***** Listing *****

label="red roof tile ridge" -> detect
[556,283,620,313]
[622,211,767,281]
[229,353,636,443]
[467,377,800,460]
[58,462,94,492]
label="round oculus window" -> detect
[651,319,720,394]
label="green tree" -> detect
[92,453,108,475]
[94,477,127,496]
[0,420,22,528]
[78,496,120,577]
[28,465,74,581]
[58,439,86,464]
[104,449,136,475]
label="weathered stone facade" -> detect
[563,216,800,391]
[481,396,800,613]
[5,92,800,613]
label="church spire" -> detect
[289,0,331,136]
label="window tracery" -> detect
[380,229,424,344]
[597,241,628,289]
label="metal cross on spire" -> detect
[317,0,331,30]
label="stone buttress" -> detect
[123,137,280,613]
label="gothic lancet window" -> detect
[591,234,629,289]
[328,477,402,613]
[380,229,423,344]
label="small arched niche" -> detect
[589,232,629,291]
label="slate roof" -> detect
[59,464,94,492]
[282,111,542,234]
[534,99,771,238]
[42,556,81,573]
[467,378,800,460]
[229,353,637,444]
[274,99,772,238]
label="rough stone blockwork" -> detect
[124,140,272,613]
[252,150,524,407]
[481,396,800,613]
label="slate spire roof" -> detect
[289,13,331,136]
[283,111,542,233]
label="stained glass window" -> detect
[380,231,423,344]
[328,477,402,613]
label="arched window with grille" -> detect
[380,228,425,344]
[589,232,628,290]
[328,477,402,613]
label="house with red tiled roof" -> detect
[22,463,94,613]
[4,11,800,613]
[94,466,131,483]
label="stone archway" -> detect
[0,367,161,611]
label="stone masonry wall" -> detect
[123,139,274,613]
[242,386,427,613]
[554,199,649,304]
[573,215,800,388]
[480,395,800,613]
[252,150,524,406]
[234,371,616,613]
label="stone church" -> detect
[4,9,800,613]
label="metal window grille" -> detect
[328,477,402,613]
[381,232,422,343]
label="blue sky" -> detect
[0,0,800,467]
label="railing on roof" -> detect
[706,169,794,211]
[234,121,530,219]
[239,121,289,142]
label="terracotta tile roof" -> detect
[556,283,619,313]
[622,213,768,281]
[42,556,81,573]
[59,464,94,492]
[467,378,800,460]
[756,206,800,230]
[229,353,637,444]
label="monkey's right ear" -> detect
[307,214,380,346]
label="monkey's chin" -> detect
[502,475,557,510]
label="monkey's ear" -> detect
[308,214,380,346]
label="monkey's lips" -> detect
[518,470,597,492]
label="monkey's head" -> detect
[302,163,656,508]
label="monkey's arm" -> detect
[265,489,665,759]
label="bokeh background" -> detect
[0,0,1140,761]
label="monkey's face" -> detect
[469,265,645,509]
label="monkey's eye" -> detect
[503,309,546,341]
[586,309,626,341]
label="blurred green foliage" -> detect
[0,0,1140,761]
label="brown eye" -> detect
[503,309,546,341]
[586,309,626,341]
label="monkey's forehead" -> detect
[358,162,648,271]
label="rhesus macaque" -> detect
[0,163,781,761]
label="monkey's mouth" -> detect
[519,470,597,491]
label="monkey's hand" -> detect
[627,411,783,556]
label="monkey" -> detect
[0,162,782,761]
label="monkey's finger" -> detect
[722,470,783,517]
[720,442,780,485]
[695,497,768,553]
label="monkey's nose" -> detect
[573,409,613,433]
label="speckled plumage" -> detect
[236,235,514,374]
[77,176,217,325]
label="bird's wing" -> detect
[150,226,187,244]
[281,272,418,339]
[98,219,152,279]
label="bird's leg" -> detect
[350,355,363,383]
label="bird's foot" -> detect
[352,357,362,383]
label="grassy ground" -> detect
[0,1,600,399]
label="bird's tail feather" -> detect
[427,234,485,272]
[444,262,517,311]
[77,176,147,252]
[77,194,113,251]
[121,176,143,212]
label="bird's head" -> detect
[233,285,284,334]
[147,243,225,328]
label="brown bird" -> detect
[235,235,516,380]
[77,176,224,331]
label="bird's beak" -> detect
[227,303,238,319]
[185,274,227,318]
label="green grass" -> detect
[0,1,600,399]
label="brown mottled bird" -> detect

*****

- Your task:
Reproduce the entries verbatim, starting at the first line and ending with the line that contains "[274,99,772,238]". Include that final line.

- Complete answer:
label="red roof tile ridge" -> detect
[556,283,620,313]
[622,211,767,281]
[229,353,636,443]
[467,377,800,460]
[58,462,94,492]
label="round oculus window" -> detect
[651,319,720,394]
label="green tree" -> detect
[92,453,108,475]
[94,477,127,496]
[0,420,22,528]
[78,496,120,577]
[28,465,74,581]
[58,439,86,464]
[104,449,136,475]
label="weathered stone facade" -> detect
[563,216,800,391]
[481,396,800,613]
[5,92,800,613]
label="church spire" -> detect
[289,0,331,136]
label="window tracery" -> detect
[380,229,424,344]
[597,241,628,289]
label="metal cross on spire" -> detect
[317,0,331,30]
label="stone buttress" -> detect
[123,137,280,613]
label="gothic lancet window" -> detect
[591,234,629,289]
[328,477,402,613]
[380,229,423,344]
label="small arched niche" -> detect
[589,232,629,291]
label="slate roof" -> detect
[59,464,94,492]
[282,111,542,234]
[534,99,771,238]
[42,556,81,573]
[467,378,800,460]
[229,353,637,444]
[274,99,772,238]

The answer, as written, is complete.